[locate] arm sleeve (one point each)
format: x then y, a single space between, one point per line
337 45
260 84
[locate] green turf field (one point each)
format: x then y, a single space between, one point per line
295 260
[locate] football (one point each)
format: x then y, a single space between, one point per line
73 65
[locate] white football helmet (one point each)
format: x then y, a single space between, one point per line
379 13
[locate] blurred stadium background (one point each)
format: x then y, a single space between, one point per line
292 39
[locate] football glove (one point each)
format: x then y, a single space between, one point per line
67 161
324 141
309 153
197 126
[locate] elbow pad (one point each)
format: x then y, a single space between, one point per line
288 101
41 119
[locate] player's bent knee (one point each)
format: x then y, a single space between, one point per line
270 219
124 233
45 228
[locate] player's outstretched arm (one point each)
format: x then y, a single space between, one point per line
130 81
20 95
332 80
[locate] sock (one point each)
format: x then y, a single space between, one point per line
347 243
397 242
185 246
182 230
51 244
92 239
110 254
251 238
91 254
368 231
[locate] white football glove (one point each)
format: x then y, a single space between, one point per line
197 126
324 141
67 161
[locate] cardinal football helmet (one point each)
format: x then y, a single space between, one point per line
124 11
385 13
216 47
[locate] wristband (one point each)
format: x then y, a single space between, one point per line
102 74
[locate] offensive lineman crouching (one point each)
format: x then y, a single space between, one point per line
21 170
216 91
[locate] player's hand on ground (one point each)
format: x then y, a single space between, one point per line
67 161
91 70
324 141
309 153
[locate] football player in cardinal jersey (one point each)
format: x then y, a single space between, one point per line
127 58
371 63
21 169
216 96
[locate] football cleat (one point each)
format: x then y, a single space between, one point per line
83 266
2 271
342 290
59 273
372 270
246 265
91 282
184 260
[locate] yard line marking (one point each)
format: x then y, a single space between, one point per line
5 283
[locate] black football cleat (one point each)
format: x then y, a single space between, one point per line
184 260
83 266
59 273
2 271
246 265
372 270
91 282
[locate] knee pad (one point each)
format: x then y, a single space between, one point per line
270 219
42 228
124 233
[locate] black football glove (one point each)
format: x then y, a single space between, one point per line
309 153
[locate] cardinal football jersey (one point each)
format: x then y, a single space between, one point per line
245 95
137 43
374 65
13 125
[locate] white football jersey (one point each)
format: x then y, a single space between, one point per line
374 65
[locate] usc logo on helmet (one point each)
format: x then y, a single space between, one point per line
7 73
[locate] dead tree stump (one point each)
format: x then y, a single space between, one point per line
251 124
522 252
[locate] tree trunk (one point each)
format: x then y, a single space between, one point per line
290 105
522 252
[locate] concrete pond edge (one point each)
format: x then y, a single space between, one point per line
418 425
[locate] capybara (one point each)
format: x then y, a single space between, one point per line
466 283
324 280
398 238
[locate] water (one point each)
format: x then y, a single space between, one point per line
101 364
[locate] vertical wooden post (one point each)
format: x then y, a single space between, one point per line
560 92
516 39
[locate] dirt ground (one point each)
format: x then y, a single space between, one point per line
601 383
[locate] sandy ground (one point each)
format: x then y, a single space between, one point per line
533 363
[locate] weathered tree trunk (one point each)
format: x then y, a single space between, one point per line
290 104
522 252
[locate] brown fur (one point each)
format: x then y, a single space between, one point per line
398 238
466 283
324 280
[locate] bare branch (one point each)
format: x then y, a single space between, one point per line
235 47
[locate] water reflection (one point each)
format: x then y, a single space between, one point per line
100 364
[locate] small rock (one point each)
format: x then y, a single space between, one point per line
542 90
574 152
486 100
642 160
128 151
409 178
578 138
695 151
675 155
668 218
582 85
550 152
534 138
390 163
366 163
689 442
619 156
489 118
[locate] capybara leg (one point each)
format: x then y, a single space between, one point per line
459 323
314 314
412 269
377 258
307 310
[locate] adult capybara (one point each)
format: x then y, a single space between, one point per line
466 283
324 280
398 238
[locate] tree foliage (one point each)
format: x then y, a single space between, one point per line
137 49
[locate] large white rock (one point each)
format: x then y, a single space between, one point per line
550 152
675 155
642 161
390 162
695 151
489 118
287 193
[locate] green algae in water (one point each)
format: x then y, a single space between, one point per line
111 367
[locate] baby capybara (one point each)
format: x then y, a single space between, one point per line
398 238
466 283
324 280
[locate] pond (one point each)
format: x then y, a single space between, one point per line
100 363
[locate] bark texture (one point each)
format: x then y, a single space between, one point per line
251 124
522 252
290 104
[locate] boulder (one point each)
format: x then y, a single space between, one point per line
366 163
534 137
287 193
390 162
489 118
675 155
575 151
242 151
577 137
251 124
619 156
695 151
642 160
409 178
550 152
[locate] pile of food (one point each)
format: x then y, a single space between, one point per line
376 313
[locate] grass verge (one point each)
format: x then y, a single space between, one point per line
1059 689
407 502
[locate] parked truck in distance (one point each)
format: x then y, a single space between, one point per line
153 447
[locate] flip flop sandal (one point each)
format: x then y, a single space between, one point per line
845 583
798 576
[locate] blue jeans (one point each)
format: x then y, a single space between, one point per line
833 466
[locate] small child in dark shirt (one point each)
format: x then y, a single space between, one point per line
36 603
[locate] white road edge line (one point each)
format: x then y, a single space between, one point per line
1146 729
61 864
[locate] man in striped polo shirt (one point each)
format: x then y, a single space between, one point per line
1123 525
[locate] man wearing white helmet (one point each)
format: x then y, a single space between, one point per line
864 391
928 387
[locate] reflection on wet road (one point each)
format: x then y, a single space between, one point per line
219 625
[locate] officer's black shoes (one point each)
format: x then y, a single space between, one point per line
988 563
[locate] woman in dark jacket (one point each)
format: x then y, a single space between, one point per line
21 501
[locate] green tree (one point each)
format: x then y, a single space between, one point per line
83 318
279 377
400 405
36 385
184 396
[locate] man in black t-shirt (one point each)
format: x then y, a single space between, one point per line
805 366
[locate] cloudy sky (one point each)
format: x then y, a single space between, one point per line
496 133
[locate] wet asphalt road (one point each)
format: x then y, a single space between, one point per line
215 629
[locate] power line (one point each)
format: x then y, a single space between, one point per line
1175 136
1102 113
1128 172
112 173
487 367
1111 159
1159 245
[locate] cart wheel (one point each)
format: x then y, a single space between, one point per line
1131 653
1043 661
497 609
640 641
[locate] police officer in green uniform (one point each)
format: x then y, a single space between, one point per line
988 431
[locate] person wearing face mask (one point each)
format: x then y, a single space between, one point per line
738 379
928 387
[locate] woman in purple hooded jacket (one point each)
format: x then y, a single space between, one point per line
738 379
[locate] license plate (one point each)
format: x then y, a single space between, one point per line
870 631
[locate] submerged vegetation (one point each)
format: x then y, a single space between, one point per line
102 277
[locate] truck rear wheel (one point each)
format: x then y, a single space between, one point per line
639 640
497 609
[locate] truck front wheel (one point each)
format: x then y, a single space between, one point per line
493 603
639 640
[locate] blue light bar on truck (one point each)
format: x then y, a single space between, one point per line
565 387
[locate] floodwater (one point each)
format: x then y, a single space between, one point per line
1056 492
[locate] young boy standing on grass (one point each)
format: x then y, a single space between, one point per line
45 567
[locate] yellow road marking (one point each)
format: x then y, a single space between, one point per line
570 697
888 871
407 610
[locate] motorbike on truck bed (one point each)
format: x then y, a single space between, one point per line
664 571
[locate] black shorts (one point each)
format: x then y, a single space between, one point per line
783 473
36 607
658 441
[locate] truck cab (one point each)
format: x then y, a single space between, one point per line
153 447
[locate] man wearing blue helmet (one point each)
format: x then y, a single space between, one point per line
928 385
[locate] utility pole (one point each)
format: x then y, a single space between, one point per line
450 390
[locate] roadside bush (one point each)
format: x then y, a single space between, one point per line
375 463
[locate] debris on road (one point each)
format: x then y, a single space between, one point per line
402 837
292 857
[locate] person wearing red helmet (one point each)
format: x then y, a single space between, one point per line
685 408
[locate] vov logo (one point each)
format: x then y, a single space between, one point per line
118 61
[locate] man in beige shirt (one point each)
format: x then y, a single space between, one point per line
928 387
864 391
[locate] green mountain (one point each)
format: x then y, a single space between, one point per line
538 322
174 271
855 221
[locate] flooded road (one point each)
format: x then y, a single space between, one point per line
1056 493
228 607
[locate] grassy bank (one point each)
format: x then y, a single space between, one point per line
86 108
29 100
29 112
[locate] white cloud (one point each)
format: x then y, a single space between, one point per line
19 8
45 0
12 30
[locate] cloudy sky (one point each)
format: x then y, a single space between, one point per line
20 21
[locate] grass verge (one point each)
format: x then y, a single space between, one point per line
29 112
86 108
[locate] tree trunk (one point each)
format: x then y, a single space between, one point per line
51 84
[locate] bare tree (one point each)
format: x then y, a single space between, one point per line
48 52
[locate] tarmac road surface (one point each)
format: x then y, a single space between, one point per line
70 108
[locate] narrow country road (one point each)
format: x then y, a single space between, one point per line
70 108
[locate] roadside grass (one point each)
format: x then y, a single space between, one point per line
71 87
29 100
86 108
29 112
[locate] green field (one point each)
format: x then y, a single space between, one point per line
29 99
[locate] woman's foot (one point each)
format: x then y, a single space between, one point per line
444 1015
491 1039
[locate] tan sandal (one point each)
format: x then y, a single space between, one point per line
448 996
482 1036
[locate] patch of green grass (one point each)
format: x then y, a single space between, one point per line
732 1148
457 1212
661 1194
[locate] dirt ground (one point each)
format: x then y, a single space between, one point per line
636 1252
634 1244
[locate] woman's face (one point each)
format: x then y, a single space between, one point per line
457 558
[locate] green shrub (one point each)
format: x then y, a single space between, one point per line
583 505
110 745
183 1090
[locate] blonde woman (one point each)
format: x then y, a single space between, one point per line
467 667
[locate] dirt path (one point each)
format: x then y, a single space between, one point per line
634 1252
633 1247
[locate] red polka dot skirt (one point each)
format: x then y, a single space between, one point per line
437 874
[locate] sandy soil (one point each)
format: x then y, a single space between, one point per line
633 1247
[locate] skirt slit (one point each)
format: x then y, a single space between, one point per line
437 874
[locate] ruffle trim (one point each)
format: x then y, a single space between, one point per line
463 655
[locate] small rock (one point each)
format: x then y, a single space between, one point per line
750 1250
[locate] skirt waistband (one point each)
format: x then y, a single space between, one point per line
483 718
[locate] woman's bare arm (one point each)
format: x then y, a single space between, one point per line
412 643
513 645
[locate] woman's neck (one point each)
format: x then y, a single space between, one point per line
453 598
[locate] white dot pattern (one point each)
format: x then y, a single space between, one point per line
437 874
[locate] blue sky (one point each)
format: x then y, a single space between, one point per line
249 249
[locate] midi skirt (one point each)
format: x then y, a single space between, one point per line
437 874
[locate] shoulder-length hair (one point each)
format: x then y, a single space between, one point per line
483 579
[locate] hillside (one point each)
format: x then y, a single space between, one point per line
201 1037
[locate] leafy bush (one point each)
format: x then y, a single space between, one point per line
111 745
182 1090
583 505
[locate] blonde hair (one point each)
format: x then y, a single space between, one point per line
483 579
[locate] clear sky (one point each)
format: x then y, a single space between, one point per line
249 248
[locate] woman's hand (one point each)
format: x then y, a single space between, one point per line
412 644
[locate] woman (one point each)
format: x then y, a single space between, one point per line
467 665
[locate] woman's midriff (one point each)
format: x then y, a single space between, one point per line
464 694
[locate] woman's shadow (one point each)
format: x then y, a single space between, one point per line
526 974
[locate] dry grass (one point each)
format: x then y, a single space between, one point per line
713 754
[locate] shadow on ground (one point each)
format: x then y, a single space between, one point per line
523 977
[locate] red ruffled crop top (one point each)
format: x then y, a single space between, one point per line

------------------------------------

[WHAT YOU WILL DO] Look above for the line that contains "[locate] power line (one point each)". Starting there, transcribe every line exactly until you have copied the line that contains "[locate] police officer".

[SOLUTION TO THIS PROBLEM]
[locate] power line (one point each)
format: x then y, a single space between, one point per line
1175 136
1102 113
1128 172
112 173
487 367
1111 159
1159 245
[locate] cart wheel (one point each)
format: x then y, a single space between, one point per line
1131 653
1043 661
497 609
640 641
[locate] police officer in green uniform (one point each)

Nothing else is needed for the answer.